◆ Image entries on named regions

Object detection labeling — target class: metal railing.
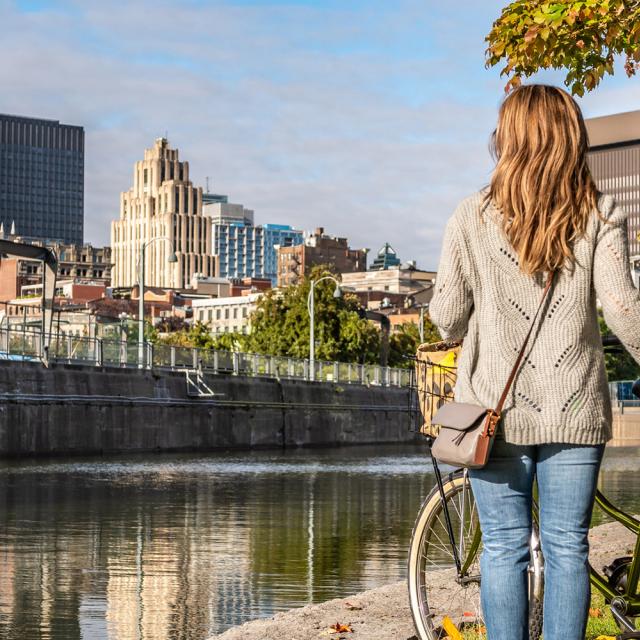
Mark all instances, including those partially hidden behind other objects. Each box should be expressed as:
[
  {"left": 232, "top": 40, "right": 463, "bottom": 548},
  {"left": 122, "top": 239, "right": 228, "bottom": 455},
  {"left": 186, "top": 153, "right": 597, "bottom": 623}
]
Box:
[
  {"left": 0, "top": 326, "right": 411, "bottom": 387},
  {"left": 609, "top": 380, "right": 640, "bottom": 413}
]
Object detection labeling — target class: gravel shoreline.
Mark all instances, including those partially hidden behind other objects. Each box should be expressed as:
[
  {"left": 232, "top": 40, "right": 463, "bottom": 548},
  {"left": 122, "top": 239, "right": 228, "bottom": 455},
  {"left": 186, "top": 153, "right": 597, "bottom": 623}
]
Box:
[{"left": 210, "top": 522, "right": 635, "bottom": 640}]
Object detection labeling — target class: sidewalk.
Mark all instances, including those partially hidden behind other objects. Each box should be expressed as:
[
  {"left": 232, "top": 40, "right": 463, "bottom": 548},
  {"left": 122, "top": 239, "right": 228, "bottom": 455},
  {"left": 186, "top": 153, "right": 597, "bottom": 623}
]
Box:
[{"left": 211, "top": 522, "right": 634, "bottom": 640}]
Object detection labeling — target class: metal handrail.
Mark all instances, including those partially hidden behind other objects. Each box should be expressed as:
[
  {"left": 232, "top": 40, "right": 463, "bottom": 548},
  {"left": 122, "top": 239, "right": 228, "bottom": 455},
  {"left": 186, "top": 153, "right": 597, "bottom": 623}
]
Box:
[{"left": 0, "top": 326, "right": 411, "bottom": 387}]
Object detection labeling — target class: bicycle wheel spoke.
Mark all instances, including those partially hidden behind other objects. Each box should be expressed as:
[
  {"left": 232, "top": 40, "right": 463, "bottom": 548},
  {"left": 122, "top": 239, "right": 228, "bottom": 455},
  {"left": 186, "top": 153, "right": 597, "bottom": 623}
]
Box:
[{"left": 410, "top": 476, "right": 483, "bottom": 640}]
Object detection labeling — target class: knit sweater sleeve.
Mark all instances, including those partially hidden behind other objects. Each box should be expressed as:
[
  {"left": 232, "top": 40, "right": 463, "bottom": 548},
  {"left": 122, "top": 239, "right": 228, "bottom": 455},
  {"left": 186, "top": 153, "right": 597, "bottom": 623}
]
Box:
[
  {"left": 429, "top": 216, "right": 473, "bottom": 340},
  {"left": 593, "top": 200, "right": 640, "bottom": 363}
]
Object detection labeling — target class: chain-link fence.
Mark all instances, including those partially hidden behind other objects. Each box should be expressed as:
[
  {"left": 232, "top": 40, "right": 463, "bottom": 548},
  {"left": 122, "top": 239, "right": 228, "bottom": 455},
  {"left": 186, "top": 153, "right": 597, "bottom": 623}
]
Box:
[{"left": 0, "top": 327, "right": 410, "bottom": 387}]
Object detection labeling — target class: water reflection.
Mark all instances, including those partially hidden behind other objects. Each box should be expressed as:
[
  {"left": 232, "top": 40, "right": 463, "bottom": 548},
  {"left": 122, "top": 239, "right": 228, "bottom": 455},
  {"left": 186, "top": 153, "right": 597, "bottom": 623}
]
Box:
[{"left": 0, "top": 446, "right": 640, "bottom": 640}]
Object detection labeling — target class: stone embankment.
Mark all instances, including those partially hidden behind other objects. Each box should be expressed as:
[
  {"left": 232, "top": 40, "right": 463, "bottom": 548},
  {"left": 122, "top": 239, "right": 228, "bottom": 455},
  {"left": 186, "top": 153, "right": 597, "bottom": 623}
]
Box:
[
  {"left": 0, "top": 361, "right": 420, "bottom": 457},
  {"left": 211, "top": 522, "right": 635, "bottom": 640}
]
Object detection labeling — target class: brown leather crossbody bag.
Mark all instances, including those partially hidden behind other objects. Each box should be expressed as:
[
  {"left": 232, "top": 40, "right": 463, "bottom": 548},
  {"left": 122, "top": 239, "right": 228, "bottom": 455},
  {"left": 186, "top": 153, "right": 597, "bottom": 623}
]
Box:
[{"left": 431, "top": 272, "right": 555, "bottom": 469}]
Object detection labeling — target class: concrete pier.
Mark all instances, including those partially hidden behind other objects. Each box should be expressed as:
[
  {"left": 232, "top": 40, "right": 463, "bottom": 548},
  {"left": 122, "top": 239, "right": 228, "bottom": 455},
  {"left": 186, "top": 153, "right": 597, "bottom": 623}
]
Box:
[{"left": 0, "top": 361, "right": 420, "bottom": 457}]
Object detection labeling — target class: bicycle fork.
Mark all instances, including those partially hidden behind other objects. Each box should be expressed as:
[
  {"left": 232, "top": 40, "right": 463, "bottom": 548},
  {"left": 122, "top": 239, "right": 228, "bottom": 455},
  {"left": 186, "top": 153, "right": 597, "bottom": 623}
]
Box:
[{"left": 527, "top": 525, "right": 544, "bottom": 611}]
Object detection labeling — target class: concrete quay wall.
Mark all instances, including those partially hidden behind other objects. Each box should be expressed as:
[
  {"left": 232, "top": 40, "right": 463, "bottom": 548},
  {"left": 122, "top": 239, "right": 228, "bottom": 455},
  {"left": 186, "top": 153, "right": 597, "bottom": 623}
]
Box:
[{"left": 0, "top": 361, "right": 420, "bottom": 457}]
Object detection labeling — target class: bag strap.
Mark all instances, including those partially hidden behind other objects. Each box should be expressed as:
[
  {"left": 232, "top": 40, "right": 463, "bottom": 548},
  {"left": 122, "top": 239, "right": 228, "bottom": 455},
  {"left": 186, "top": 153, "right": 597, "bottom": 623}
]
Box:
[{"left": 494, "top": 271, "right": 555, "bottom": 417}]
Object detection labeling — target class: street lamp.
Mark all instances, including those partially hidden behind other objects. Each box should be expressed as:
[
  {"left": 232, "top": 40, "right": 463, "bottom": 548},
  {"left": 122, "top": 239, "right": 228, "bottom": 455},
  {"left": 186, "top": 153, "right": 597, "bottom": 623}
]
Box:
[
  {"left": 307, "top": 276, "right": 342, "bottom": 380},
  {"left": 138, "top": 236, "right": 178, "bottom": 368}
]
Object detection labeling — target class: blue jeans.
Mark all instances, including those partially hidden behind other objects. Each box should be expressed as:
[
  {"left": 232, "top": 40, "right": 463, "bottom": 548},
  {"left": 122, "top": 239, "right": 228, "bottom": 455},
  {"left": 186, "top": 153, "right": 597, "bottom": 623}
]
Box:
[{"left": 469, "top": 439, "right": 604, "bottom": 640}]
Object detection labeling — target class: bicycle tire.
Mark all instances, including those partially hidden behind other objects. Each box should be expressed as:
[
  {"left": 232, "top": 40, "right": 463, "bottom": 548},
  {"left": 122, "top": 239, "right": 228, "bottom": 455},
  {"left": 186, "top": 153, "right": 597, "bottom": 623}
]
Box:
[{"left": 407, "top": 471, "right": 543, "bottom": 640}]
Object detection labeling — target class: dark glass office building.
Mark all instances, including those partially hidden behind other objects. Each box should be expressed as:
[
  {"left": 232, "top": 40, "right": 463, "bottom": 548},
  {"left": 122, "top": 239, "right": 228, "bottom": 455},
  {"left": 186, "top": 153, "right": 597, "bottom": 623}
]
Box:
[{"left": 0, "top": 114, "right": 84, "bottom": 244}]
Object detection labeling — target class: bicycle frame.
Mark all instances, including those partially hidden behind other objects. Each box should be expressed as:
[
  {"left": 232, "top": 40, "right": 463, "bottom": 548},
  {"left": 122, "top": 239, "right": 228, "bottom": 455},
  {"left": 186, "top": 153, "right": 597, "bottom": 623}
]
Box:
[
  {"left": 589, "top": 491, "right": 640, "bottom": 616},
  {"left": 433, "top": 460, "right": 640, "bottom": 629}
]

◆ PROBLEM REQUIREMENTS
Count the lines above that contain the word "bicycle", and reply with only that number.

◆ EXERCISE RESULT
4